• Objective:
Below is a set of records; print all of them exactly as written.

═════ Excerpted records ═════

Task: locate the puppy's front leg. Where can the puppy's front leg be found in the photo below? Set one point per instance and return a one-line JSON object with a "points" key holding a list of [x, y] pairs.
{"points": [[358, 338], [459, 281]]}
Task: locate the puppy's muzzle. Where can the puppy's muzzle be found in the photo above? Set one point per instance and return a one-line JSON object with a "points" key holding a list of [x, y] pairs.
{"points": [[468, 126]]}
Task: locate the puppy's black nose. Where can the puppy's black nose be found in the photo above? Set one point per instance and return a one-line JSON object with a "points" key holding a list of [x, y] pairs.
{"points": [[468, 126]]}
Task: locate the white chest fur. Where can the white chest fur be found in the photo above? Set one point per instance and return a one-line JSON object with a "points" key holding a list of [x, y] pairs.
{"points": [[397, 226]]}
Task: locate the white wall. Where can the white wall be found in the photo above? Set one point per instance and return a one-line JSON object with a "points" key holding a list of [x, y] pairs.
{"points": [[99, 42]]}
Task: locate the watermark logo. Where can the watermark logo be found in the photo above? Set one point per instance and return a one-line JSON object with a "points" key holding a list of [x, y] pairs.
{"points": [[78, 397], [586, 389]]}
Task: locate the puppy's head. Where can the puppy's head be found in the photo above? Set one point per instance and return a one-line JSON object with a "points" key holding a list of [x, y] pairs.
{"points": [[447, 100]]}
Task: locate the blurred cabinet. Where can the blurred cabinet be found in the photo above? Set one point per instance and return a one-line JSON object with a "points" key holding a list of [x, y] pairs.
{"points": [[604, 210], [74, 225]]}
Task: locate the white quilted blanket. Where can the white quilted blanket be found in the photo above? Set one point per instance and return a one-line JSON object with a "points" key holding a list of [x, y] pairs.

═════

• Response to the exercise:
Task: locate the puppy's front leg. Where can the puppy's front leg be found in the photo below? Set one point per instance and return a one-line JSON object with a "points" key holding a list of [x, y] pairs.
{"points": [[358, 338], [459, 281]]}
Task: locate the puppy's muzzle. Where can the puppy's muzzle be found in the photo above? Set one point per instance and return a one-line JSON object with a "points" key holding a list of [x, y] pairs.
{"points": [[468, 126]]}
Task: locate the puppy's black nose. Where can the puppy's black nose be found in the photo above? Set one point per instance and return a one-line JSON object with a "points" key holding a list of [x, y] pairs.
{"points": [[468, 126]]}
Task: locate the white chest fur. Where can the white chest fur be found in the photo above? Set one point per instance and return a one-line JSON object with a "points" key holding a list of [x, y] pairs.
{"points": [[397, 226]]}
Task: locate the white wall. Where can the white wall be found in the photo above? Set one point per instance and return a one-line JSON object with a "points" key holding a list of [x, y] pairs.
{"points": [[99, 42]]}
Task: locate the watermark logo. Where can the watermark logo be found in the photo above? Set one point per instance and return a one-line JSON object with a "points" key holding a list of [x, y] pairs.
{"points": [[78, 397], [586, 389]]}
Task: locate the puppy's head. Where can the puppy's head be found in the photo above? Set one point per instance and return a one-line JSON object with a "points" key holding a list of [x, y] pairs.
{"points": [[447, 100]]}
Task: locate the blurred cabinet. Where can the blurred cabinet be found in the photo above? Set one point per instance and return a one-line JSON object with a "points" key holding a list of [x, y] pairs.
{"points": [[604, 210], [74, 225]]}
Task: locate the white quilted blanket. Where can the white quilted blanket be found in the photo above? Set one point per instance and return a one-line JSON object with a "points" key holding a list of [x, y] pairs.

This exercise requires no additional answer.